- _Data supplied_:
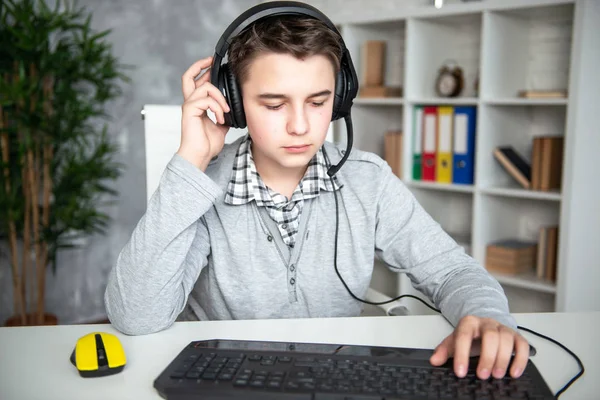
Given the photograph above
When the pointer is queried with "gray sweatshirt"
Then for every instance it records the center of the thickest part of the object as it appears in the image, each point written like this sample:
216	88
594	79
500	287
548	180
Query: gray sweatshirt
193	257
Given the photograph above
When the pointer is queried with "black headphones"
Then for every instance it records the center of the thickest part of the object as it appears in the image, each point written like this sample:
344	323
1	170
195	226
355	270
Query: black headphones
221	76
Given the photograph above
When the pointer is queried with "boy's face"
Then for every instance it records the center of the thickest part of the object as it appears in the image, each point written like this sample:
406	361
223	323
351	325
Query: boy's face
288	104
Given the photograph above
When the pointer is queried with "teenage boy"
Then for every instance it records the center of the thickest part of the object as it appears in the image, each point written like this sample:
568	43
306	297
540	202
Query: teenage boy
247	230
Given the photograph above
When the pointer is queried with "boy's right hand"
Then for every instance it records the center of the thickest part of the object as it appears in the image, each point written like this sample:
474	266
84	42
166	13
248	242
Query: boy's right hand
201	138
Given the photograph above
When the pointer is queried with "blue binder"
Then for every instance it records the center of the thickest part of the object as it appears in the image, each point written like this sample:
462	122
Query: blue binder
464	144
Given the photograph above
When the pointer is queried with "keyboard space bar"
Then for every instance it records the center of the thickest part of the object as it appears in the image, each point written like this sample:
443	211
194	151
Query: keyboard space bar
257	395
240	394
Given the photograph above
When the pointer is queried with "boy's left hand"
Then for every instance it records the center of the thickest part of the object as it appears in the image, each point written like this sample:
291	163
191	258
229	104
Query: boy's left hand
497	345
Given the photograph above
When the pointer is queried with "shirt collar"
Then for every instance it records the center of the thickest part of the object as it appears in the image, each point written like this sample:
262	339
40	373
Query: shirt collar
246	185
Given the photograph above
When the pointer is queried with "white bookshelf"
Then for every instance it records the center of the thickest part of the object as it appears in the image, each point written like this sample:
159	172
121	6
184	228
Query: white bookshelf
509	46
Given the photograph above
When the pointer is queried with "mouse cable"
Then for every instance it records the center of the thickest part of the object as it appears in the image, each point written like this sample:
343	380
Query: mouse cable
561	391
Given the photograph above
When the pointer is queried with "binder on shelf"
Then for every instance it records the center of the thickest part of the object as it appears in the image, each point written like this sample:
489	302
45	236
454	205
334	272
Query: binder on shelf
429	143
417	142
463	170
443	164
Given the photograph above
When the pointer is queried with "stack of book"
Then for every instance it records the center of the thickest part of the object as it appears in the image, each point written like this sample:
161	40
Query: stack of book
393	151
544	173
547	253
511	256
547	160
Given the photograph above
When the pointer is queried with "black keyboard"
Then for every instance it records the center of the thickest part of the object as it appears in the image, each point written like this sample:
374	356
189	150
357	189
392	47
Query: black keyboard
218	369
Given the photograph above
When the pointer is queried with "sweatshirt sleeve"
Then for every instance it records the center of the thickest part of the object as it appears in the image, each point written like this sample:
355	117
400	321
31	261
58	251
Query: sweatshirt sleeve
159	265
409	240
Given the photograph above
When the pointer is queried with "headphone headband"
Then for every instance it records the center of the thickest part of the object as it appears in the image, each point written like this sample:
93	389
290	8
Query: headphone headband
222	78
265	10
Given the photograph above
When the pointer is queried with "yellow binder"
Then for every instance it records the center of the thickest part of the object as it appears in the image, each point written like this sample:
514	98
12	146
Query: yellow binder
443	157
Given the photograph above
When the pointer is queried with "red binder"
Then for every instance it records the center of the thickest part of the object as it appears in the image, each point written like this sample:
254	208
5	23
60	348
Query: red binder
429	142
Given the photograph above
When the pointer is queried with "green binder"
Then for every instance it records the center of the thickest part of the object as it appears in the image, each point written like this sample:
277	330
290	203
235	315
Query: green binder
417	146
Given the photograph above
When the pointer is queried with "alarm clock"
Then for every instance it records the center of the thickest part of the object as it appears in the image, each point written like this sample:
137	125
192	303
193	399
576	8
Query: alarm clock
450	80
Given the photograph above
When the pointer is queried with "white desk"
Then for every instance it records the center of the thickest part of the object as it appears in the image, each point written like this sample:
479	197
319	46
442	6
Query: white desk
34	361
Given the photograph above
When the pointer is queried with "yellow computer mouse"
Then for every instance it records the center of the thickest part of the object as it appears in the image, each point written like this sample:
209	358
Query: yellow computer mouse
98	354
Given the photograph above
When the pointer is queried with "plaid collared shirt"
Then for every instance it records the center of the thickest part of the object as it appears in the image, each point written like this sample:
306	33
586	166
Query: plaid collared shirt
246	185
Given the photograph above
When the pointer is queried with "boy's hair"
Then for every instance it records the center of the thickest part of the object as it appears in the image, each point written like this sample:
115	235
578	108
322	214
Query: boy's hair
299	36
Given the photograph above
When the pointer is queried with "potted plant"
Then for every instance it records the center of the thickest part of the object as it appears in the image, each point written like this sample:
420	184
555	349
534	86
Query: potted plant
57	160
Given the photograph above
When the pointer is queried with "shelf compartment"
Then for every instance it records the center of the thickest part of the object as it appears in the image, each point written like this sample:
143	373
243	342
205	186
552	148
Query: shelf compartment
521	193
441	101
394	35
526	49
376	101
441	186
500	218
514	126
432	42
370	125
525	102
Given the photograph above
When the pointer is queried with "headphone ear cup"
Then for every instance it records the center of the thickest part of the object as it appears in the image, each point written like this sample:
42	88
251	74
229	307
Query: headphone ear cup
340	94
236	118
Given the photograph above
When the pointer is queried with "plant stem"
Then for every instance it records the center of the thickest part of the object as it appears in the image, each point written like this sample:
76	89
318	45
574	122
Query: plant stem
12	231
32	161
48	155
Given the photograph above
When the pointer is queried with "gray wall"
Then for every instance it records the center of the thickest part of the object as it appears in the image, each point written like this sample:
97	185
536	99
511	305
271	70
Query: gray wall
161	38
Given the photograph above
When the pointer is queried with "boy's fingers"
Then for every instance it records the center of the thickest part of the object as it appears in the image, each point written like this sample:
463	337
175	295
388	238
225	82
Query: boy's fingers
505	349
521	356
188	78
443	351
490	342
464	334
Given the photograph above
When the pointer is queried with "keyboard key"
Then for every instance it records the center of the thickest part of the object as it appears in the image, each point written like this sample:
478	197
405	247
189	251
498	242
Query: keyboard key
177	374
192	375
274	384
209	376
257	383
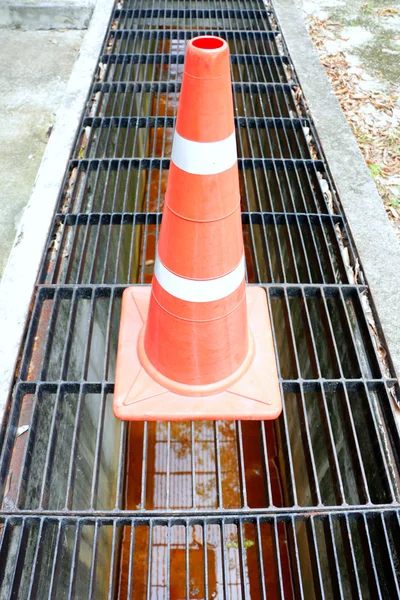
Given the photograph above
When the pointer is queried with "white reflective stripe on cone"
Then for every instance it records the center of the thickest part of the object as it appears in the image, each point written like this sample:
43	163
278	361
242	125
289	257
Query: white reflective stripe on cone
199	290
204	158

- _Task statement_:
The full material above must be output verbatim, minus any pictures.

- _Exercise response_:
Given the photograph above
When the pointer is queried with "gray sweatshirt"
Then for every instance it records the center of the thickest part of the object as it appears in the image, each point written like this sample:
216	88
594	79
500	287
548	180
Query: gray sweatshirt
193	257
Given the photograph above
When the pointer is queried with "black headphones"
Then for every instance it records the center of the thickest part of the object as it appears in the image, each point written like this sample:
344	323
1	170
195	226
355	270
Query: black headphones
221	76
Given the photograph above
When the pointer is queried with "boy's face"
Then for every instance it records the center of the thickest part of the object as it appears in the image, each point written like this sample:
406	361
223	323
351	325
Query: boy's face
288	104
Given the photograph above
When the pointer is queried with "teenage boy"
Then for every instance it records the center of the thickest part of the object as it appears in the image, each point written like this sample:
568	43
306	297
540	202
Query: teenage boy
247	230
Given the photograph above
When the pointer is queried with "boy's right hand"
Then for every instance it records the center of the thickest part of the object as it appears in the image, each point written like this sample:
474	266
84	42
166	13
248	242
Query: boy's right hand
201	138
Given the photograph above
When the pointer is queried with "blue binder"
Then for every instance it records the center of the thickest part of the object as it appears in the image, each point written like this sample:
462	122
Query: blue binder
464	144
Given the photograph above
When the pointer is queried with "keyboard space bar"
Then for every instance it records the center of the thickest part of the object as it appears in the image, each point written like this sample:
443	211
194	151
Query: keyboard space bar
257	395
240	394
Given the photograph above
When the pointer is queried with "boy's left hand"
Then for every instance it records the center of the thickest part of the object as it appears in the image, each point written like this sample:
291	163
191	258
229	104
Query: boy's left hand
497	345
Given the photograph above
When the pointer is queried with "shirt collar"
Then for every instance it records the center of the thickest part of the object as it appears in the image, each point written like this sample:
262	339
40	373
Query: shirt collar
246	185
Given the photograph above
When the pointer is queried with "white bookshelf"
Then for every instance it records the center of the thickest part of the object as it appears in the image, each point written like this sample:
159	172
121	6
184	228
Query: white bookshelf
509	46
Given the photograph above
When the pointer is queried with "mouse cable"
Then for every instance it records the center of the thickest part of the object as it appears in the image, each point written like this sample:
343	380
Query: mouse cable
561	391
Given the photograph above
When the pointer is queried with "binder on shelf"
Then for every instance it records the center of the thickest part of the object as it appears in the image, each point written like this sample:
489	302
45	236
454	205
334	272
Query: binder on shelf
429	143
417	142
463	170
443	164
Given the photograph above
When the pointer is queried with "stack of book"
Then for every instance it records the center of the thickest part of the object as it appears in the image, each point written like this sample:
161	40
Query: stack of book
393	151
544	173
547	253
511	256
547	160
Given the photograph above
When the pointer is queried with "black keyboard"
Then for every instance it records the center of the thickest part of the object as it appears in the image, each point written like this sample:
374	356
189	150
357	189
392	47
Query: black keyboard
218	369
Given the photograph above
When the pointer is queried with "sweatshirt sleeve"
Then for every instance it records the center of the thickest part of the object as it appears in the image, each point written like this sample:
355	117
400	321
31	261
58	251
Query: sweatshirt sleeve
159	265
409	240
Given the photograph above
When the pointer is queried with "headphone headband"
Then for every instance it records the center of the thickest part of the object as it appears in the image, each point written like this sample:
93	389
290	8
Query: headphone headband
222	78
265	10
Given the photograph above
When the pointer is queried with "yellow binder"
Then for every instance it records the center of the thickest part of the object as it appears in the image, each point written like this sample:
514	98
12	146
Query: yellow binder
443	157
Given the photograph above
When the pointer is queried with "red binder"
Then for every instance it records the center of the thickest part of the object as it appears in the image, each point written like this sample:
254	208
5	23
60	348
Query: red binder
429	142
Given the photograph above
When the pointer is queried with "green binder"
Then for every instance it records the center of the thickest part of the object as it appears in the image, each point written like this sample:
277	330
290	203
235	315
Query: green binder
417	146
Given the photograph above
When the pointer is queried with "alarm clock"
Then for every instance it records the center of the thickest part of the object as it appears in the image, each point written like this sample:
137	125
192	303
193	399
576	8
Query: alarm clock
450	80
Given the photograph above
When the pointer is queried with "white desk"
Then for every instance it records the center of the thickest part of the object as it appears in the image, each point written like this sample:
479	197
319	46
442	6
Query: white desk
34	361
Given the photograph above
When the pointer is queried with "yellow computer mouse"
Then for every instance it records the center of the thickest part of the object as it appears in the image, each point written like this sample:
209	358
Query: yellow computer mouse
98	354
Given the photograph above
When the pointer is queried with "plaid collared shirt"
Then for every instance it records the center of the thickest part of the object as it appears in the image, each point written like this sample:
306	33
586	166
Query: plaid collared shirt
246	185
Given the photograph above
When the pointer is queried with "boy's hair"
Then for every instance it records the center of the thickest part of the object as it appears in the image, each point written like this sample:
115	235
578	108
322	214
Query: boy's hair
299	36
Given the photograph above
When the pointer is queried with "potted plant"
Then for every instance it records the center of the thickest part of the object as it appears in the image, each point written like this sample:
420	184
555	349
534	86
Query: potted plant
57	160
Given the photograph above
When the pointer is queried with "shelf compartment"
Then for every instance it records the center of the thickest part of the object as it appears in the image, each point written like this sample:
143	373
243	342
205	186
552	148
Query: shelf compartment
521	193
441	101
394	35
526	49
376	101
441	186
500	218
514	126
432	42
370	125
525	102
Given the photograph above
When the pointer is queried with "headphone ear cup"
Then for every instance it records the center of the thickest part of the object as it appears in the image, each point written like this sample:
42	88
251	74
229	307
Query: headphone ear cup
340	94
236	118
Given the photograph above
When the pointer is queried with "plant stem"
Then for every instance it records the center of the thickest part of the object as it appears in the image, each point written like this sample:
76	89
318	45
574	122
Query: plant stem
12	231
32	161
48	155
Given the photograph above
When the pointer is queried with "gray wall"
Then for every instance it records the center of the thickest part of the object as it appears in the image, each point written like this sample:
97	185
536	99
511	305
271	70
Query: gray wall
161	38
Given the photograph above
When the pointer is queried with "boy's fingers"
Then for every instance it records the center of the thickest part of the object as it appears in the image, each point written like this sample:
463	337
175	295
388	238
225	82
Query: boy's fingers
505	349
521	356
188	78
443	351
490	342
464	334
Given the photograph above
When the pointer is queried with "keyboard key"
Then for every instance it records the center of the thickest part of the object as it appears in the image, each point written like this sample:
478	197
405	247
189	251
498	242
Query: keyboard key
177	374
192	375
274	384
209	376
257	383
Given the photograph above
When the pointer is queried with "white reflective stripe on cone"
Then for every instance it records the center of the thickest part of the object as it appears in the image, each point written like this sample:
43	163
278	361
242	125
289	257
Query: white reflective stripe on cone
199	290
204	158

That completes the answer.